Autism Speaks Commends Sen. Menendez for Insisting Autism Therapies Ge

NEW YORK (Feb. 21, 2012) – Senator Robert Menendez (D-NJ) pressed U.S. Health and Human Services (HHS) Secretary Kathleen Sebelius to insure that the states include behavioral health treatments for autism as they implement the Affordable Care Act, expressing “serious concern” that the federal government’s efforts thus far have fallen short. Autism Speaks applauded the remarks by Senator Menendez, who is among a group of Senate and House champions that continues to fight for a strong federal commitment to meaningful autism insurance coverage.

During a hearing before the Senate Finance Committee last week, Menendez said Congress in writing the 2010 law “assured all qualified health plans would include behavioral health service as part of the essential benefits package. Among the universe of those who see those benefits are those who have family members in the autism spectrum.”

Peter Bell, Autism Speaks’ executive vice president for programs and services, said, “Autism Speaks applauds Senator Menendez for holding the federal government accountable to the autism community as it implements health care reform. Behavioral health treatments for autism were included in the 2010 Affordable Care Act as an 'essential health benefit' at the approval of Congress. Senator Menendez, along with many other colleagues in both the Senate and the House have been emphatic that HHS require the states to incorporate the coverage as they implement the law."

In recent guidance issued to the states, HHS identified several benchmark plans the states could use as they work towards a 2014 deadline to implement the Affordable Care Act.

“I am concerned that HHS’ recent bulletin on the essential benefits health package refers to states using a benchmark plan as the basis for the essential benefits health package,” Menendez told Sebelius. “But because of the current patchwork of state autism coverage requirements and exemptions, I know I’m not alone in the serious concerns that the benchmarking plan is insufficient to assure that behavioral treatment is available to all qualified health plans as the law dictates it to be.”

Menendez previously had issued a letter to Secretary Sebelius identifying similar concerns and stressing that behavioral health treatments for autism were required by law by Congress. To date, 29 states representing 70% of the U.S. population have enacted autism insurance reform laws that require state-regulated health plans provide coverage for evidence-based autism therapies including behavioral health treatments.

[Referring expression grounding items]

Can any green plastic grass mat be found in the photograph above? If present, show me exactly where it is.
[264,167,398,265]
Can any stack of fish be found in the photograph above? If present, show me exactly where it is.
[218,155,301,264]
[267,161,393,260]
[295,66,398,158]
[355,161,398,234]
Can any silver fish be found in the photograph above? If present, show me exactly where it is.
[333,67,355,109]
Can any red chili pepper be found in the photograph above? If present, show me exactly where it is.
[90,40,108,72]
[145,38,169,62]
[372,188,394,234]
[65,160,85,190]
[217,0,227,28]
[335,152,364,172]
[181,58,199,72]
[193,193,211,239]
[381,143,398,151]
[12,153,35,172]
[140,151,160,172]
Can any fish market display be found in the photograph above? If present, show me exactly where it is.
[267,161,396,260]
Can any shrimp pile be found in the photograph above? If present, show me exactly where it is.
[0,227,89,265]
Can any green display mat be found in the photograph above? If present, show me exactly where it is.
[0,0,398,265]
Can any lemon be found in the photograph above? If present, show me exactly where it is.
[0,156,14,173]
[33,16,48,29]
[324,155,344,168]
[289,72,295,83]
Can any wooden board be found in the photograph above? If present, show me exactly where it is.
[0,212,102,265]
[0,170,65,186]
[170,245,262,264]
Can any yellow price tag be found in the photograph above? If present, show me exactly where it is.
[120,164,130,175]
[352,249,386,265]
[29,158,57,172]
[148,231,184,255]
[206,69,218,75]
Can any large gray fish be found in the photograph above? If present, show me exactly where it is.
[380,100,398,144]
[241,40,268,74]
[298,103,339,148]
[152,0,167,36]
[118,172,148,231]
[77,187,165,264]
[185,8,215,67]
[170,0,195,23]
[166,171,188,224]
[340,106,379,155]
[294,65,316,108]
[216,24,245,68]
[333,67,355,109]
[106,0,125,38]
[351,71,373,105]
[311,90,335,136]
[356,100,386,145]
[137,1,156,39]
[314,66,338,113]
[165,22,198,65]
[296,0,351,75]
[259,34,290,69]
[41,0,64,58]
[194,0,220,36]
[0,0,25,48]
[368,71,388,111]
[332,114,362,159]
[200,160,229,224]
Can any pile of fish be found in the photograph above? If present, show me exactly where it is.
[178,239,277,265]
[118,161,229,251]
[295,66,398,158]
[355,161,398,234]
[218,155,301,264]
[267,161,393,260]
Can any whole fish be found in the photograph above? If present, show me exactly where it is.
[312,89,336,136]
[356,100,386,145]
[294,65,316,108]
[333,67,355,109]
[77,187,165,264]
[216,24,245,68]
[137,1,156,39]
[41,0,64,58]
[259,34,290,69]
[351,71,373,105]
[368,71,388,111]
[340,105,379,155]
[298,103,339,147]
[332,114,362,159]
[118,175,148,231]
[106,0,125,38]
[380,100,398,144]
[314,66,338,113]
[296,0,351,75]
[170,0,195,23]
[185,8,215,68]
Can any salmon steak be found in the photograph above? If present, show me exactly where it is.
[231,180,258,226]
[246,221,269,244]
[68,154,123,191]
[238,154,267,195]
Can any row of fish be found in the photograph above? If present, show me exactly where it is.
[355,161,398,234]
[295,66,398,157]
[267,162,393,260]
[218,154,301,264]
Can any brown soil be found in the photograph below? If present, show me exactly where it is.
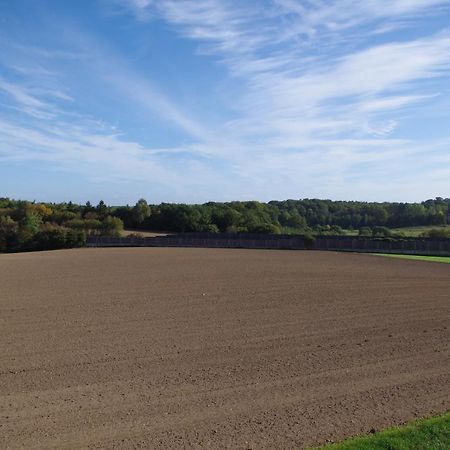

_QUESTIONS TO ANSWER_
1 > Reproduce the press release about Senator Menendez word for word, beginning with the words "NEW YORK (Feb." and stopping after "autism insurance coverage.".
2 > Summarize the press release about Senator Menendez in two sentences.
Base your responses solely on the press release about Senator Menendez.

_OUTPUTS FOR THE TASKS_
1 >
NEW YORK (Feb. 21, 2012) – Senator Robert Menendez (D-NJ) pressed U.S. Health and Human Services (HHS) Secretary Kathleen Sebelius to insure that the states include behavioral health treatments for autism as they implement the Affordable Care Act, expressing “serious concern” that the federal government’s efforts thus far have fallen short. Autism Speaks applauded the remarks by Senator Menendez, who is among a group of Senate and House champions that continues to fight for a strong federal commitment to meaningful autism insurance coverage.

2 > Senator Robert Menendez pressed HHS Secretary Kathleen Sebelius to ensure that states include behavioral health treatments for autism as they implement the Affordable Care Act, expressing serious concern that HHS's benchmark plan approach is insufficient to make that coverage available as the law requires. Autism Speaks applauded his remarks, noting that Congress had included these treatments in the 2010 law as an essential health benefit.